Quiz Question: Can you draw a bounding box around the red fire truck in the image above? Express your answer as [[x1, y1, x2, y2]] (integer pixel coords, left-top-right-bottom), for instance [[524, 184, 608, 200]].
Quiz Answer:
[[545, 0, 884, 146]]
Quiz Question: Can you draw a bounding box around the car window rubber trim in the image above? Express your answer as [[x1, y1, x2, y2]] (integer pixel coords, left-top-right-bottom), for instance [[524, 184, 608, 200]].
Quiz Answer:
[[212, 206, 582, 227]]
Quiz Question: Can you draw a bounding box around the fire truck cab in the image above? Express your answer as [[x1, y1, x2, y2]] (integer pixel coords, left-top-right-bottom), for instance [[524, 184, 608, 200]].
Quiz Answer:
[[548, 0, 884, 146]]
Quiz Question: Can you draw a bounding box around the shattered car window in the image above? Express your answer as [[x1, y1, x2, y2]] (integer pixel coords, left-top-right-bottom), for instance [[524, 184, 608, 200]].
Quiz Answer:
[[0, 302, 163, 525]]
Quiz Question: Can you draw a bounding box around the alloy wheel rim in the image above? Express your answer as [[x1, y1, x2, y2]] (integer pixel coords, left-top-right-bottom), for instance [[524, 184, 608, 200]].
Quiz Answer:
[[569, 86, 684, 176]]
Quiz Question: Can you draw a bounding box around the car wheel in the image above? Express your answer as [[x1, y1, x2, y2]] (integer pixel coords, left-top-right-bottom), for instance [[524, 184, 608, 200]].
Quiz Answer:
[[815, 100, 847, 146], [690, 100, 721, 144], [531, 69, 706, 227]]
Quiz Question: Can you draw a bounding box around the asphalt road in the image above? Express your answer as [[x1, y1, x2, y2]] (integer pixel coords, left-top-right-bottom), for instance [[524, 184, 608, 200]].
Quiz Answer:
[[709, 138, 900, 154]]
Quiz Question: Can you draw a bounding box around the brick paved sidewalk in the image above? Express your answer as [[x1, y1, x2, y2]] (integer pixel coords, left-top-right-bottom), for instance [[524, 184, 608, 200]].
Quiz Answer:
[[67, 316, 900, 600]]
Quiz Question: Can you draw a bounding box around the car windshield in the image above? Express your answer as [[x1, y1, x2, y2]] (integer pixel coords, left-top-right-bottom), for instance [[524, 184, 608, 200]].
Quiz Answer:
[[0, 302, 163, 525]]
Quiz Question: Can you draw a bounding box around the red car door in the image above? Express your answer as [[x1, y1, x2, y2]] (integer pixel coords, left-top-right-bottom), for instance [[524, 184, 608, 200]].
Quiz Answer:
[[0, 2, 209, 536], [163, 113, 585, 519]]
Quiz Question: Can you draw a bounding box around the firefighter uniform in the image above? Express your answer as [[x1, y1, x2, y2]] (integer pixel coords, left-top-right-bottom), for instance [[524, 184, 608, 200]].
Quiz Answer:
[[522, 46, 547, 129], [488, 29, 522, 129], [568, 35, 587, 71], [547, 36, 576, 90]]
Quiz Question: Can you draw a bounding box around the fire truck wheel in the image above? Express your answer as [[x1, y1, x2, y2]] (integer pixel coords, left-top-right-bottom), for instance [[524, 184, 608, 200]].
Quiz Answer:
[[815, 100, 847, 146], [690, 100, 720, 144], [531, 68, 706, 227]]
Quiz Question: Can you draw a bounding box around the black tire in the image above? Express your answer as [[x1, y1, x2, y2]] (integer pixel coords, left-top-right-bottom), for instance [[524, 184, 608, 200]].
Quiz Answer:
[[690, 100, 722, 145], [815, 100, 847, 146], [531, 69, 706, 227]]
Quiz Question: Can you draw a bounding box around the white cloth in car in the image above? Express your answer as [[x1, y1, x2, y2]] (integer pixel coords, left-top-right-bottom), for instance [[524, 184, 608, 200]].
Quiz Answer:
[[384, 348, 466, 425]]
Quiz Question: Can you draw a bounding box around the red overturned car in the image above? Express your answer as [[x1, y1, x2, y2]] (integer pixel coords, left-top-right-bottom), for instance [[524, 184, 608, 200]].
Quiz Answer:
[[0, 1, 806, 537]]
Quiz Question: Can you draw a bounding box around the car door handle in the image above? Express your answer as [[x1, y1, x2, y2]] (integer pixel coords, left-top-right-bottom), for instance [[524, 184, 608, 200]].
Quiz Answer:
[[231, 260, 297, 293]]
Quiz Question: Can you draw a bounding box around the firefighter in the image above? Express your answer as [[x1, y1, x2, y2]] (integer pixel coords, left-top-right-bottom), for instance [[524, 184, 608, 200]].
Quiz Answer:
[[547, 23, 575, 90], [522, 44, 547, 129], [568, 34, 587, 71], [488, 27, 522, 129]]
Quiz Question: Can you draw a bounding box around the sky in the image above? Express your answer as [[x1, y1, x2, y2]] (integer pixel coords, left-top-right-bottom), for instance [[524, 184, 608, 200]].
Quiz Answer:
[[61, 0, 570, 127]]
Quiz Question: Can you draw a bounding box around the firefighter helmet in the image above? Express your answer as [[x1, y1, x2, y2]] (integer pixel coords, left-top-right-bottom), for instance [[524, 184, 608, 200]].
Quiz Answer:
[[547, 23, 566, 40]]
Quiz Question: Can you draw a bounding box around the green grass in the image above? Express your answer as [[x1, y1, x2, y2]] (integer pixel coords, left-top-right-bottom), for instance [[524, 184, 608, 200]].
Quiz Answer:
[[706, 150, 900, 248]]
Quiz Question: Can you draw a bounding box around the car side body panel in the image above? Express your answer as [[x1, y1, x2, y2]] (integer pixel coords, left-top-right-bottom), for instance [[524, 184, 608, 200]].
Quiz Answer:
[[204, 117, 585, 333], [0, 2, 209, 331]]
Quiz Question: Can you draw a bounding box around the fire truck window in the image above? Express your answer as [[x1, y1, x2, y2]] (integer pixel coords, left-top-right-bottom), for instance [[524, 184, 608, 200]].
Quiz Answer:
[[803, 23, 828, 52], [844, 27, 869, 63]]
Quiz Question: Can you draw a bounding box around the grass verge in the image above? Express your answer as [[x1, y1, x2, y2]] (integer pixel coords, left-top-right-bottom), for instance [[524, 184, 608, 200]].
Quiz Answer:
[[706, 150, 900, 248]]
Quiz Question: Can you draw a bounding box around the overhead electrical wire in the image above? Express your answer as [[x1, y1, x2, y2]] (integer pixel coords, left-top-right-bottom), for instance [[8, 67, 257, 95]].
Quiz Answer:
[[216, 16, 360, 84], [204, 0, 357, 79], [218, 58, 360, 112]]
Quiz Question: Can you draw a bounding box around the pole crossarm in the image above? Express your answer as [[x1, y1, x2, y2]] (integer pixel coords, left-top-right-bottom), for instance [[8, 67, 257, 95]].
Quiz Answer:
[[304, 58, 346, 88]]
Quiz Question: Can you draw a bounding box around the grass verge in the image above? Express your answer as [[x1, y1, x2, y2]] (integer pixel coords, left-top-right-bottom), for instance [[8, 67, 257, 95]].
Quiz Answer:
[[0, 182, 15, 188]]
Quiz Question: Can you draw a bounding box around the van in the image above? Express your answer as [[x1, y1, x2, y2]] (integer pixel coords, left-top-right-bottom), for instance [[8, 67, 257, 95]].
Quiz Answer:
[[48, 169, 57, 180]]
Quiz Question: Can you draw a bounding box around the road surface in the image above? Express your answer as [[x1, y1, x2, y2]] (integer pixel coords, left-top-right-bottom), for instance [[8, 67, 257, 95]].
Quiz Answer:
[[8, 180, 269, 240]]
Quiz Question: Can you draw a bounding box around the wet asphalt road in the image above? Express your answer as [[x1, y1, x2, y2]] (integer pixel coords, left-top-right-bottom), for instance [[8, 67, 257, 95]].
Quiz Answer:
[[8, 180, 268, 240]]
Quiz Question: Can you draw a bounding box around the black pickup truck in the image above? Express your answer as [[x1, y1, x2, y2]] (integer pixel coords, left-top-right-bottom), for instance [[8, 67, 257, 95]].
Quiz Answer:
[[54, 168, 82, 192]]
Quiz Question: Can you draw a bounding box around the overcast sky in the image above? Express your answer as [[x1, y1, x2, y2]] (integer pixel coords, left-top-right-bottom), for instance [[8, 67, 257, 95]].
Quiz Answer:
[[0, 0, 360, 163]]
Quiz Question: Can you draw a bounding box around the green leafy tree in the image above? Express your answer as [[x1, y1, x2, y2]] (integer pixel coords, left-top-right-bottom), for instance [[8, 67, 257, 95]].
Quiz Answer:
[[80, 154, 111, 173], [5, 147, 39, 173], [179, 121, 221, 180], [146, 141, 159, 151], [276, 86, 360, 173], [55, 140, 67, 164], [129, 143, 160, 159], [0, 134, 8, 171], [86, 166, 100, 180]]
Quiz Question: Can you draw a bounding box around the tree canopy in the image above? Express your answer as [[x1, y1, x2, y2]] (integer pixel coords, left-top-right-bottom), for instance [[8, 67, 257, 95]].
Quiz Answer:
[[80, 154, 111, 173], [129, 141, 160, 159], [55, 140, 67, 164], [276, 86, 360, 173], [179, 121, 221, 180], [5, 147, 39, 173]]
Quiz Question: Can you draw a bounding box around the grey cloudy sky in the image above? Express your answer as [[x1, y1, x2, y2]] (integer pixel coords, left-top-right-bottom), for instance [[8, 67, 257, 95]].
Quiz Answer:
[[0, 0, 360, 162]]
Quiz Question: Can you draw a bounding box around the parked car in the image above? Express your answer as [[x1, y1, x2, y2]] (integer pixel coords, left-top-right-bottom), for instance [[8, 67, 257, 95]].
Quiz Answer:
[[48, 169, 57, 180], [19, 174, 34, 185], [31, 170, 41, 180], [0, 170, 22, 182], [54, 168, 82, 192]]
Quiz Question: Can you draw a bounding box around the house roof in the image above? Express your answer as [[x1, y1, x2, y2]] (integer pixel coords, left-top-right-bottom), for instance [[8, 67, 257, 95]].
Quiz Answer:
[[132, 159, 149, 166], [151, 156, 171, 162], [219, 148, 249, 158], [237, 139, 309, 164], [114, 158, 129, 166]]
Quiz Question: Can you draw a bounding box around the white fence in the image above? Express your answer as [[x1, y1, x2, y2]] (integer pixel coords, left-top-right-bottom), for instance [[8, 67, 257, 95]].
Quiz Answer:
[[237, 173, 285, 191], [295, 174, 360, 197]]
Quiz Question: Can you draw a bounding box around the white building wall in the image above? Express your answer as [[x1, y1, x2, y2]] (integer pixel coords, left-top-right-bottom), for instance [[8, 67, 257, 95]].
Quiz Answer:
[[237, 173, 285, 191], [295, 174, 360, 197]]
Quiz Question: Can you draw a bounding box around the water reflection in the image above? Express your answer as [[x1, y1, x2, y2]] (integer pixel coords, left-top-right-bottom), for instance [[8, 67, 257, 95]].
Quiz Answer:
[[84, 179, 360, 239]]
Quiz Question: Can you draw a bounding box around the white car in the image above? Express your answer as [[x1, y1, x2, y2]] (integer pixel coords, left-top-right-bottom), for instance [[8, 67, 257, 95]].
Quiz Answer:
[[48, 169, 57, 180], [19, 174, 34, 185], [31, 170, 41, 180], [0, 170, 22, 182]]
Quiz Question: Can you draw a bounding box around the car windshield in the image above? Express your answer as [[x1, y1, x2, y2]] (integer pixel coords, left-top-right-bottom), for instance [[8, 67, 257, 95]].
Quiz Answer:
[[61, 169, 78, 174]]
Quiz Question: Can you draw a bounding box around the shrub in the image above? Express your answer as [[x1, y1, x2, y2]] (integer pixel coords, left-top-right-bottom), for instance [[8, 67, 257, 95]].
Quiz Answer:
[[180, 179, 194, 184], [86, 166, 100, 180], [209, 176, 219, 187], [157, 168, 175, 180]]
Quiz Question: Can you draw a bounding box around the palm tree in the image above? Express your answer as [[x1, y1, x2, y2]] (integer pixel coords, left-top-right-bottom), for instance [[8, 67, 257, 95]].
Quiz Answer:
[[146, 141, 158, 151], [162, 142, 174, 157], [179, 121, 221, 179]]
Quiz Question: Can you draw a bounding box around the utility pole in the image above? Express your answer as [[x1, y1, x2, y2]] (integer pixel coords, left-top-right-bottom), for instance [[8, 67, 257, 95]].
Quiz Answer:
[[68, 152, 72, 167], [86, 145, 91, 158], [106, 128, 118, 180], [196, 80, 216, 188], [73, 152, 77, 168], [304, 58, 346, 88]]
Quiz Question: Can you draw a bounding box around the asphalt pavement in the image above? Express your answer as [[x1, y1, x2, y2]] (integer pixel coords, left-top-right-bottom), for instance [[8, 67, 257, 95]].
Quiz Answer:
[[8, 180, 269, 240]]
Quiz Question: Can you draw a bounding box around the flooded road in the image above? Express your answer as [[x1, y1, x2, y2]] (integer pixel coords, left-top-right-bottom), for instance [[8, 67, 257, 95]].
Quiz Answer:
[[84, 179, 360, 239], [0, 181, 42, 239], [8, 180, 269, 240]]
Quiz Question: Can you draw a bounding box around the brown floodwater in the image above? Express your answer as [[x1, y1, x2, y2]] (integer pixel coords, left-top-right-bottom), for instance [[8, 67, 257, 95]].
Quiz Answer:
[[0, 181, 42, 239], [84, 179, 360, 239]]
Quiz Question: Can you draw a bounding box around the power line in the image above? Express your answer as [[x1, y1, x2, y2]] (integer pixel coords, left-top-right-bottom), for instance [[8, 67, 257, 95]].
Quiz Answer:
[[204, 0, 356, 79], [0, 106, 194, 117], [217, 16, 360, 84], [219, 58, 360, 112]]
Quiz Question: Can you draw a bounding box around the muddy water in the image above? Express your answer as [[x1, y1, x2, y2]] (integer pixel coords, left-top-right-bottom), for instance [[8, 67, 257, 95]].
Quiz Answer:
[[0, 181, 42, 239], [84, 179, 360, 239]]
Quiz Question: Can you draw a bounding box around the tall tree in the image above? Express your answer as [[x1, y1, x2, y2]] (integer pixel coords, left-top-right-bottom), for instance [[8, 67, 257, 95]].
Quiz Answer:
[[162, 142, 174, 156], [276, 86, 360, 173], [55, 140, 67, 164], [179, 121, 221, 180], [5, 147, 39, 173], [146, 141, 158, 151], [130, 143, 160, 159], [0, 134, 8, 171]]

### Task directions
Rewrite the items from the line with "the car window" up to and including the line with "[[548, 0, 884, 146]]", and give only those lines, requests included. Scale every box coordinate in the answers by 0.9 and round to whole numbers, with halves rounding up. Leave the requests and their sample boxes unchanged.

### Worked answer
Quiz Question: Can you draw a bounding box around the car window rubber trim in the image above? Express your answer as [[x1, y1, x2, y2]] (integer pixel coords, left-top-right-bottom), for instance [[524, 184, 608, 200]].
Quiz Answer:
[[191, 185, 524, 204]]
Quiz Question: Can you draw a bounding box around the fire truck cab in the image above? Express your answer as [[x1, y1, x2, y2]] (integer pixel coords, left-top-right-bottom), for instance [[524, 184, 608, 200]].
Quiz Answer:
[[493, 0, 796, 131]]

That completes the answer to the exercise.